_Written request_.
Return the records that follow, matching each one exactly.

_Provided entries_.
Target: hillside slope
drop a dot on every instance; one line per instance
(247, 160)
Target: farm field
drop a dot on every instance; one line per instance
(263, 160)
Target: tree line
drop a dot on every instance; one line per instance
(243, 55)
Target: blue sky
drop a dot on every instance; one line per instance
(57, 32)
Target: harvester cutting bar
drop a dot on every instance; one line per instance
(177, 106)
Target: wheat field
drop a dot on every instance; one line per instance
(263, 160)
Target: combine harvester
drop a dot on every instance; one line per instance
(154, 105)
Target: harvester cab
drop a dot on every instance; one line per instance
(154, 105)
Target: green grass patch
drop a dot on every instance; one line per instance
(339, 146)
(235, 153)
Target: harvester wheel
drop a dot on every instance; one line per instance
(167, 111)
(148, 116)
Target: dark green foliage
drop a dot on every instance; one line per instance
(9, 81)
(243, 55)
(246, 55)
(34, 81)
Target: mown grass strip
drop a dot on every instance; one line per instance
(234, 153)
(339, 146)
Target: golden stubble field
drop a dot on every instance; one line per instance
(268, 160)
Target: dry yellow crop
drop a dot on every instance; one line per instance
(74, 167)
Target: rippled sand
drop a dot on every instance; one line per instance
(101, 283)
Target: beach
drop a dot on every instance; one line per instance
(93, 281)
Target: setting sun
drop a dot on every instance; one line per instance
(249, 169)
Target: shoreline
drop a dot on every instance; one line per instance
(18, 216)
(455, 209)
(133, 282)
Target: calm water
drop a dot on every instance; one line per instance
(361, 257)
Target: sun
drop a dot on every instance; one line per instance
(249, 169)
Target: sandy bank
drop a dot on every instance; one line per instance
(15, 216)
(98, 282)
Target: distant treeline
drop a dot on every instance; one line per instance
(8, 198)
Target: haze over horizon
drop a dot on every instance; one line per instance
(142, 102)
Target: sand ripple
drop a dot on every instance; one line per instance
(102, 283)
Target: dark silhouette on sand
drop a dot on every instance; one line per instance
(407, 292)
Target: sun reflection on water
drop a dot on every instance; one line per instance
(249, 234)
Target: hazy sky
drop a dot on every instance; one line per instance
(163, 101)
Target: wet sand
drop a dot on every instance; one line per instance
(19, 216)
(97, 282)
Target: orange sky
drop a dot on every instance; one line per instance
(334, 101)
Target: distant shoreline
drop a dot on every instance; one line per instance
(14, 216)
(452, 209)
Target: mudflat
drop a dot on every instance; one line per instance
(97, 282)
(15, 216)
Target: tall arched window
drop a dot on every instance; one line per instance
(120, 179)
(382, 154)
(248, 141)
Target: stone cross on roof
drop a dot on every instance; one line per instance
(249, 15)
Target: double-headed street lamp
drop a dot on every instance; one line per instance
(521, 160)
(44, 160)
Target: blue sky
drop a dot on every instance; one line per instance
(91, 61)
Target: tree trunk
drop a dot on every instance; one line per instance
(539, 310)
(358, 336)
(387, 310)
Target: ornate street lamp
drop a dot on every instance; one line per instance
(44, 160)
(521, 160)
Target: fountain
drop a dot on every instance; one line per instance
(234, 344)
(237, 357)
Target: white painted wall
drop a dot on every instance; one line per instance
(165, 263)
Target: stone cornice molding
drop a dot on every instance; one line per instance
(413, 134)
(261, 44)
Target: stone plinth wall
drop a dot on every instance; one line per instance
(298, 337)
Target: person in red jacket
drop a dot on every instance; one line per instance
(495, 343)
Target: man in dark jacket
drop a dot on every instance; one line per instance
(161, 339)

_Expected answer_.
Target: hillside slope
drop a dot on every instance; one line per instance
(247, 160)
Target: farm field
drop a dot on every instance; one line per instance
(263, 160)
Target: tree line
drop a dot on every instance; one line per instance
(243, 55)
Target: blue sky
drop a dot on every instance; one line per instance
(57, 32)
Target: harvester cutting bar
drop a dot on every instance; one line per instance
(177, 106)
Target: wheat field
drop a dot on every instance; one line per instance
(263, 160)
Target: combine harvester
drop a dot on every instance; one line per instance
(154, 105)
Target: harvester cab
drop a dot on every instance; one line per instance
(154, 105)
Target: green grass patch
drop a dot on every instance; one line per instance
(339, 146)
(235, 153)
Target: harvester wheel
drop a dot on every instance; one line per instance
(167, 111)
(148, 116)
Target: dark green foliage
drop a dot on every instance; one line per instance
(9, 81)
(243, 55)
(246, 55)
(34, 81)
Target: mown grass strip
drop a dot on every instance; one line per instance
(234, 153)
(339, 146)
Target: golden stubble field
drop a dot on every instance; one line per instance
(268, 160)
Target: dry yellow crop
drop a dot on every instance; one line per instance
(74, 167)
Target: rippled sand
drop a dot on every instance; one line per instance
(101, 283)
Target: beach
drop a dot on every instance; one line per instance
(93, 281)
Target: setting sun
drop a dot on every instance; one line per instance
(249, 169)
Target: shoreline
drop a dot on every instance; one line per instance
(18, 216)
(455, 209)
(133, 282)
Target: calm water
drop a dot on every instance; one line per instance
(361, 257)
Target: sun
drop a dot on every instance; one line per instance
(249, 169)
Target: sandy bank
drop a dot on every instance; one line per instance
(15, 216)
(98, 282)
Target: distant treeline
drop a dot on every instance; one line per instance
(8, 198)
Target: haze over horizon
drop a dot on every instance; one line per instance
(142, 102)
Target: sand ripple
drop a dot on every instance; one line per instance
(102, 283)
Target: dark silhouette on sand
drop a dot on every instance; one line per instance
(407, 292)
Target: sun reflection on water
drop a dot on every instance; one line per instance
(249, 234)
Target: hazy sky
drop a dot on every instance; one line per instance
(163, 101)
Target: wet sand
drop a dot on every instance; one line per instance
(19, 216)
(97, 282)
Target: orange sky
drop a dot on every instance; one line per instance
(334, 101)
Target: distant shoreline
drop a dot on every instance; one line per instance
(14, 216)
(452, 209)
Target: mudflat
drop a dot on every instance; one line per instance
(97, 282)
(15, 216)
Target: tall arched window
drop a dot on every instance; one line per instance
(120, 179)
(382, 154)
(248, 141)
Target: stone cross on roof
drop a dot on every instance; one line per instance
(249, 15)
Target: double-headed street lamp
drop a dot on every instance; one line per instance
(521, 160)
(44, 160)
Target: blue sky
drop a dot on every instance; one line per instance
(91, 61)
Target: tree trunk
drop a dot on every instance; one line per instance
(539, 310)
(358, 336)
(387, 310)
Target: ornate street lamp
drop a dot on every instance; one line per instance
(44, 160)
(521, 160)
Target: fountain
drop a dot on every instance; one line per instance
(234, 344)
(237, 357)
Target: white painted wall
drop a dot on every instance; one line per instance
(165, 263)
Target: stone cornice molding
drop a dot on every instance; one line per instance
(413, 134)
(261, 44)
Target: stone plinth wall
drop a dot on every instance; one line per instance
(298, 337)
Target: person in red jacket
drop a dot on every instance; one line per instance
(495, 343)
Target: man in dark jacket
drop a dot on every instance; one line per instance
(161, 339)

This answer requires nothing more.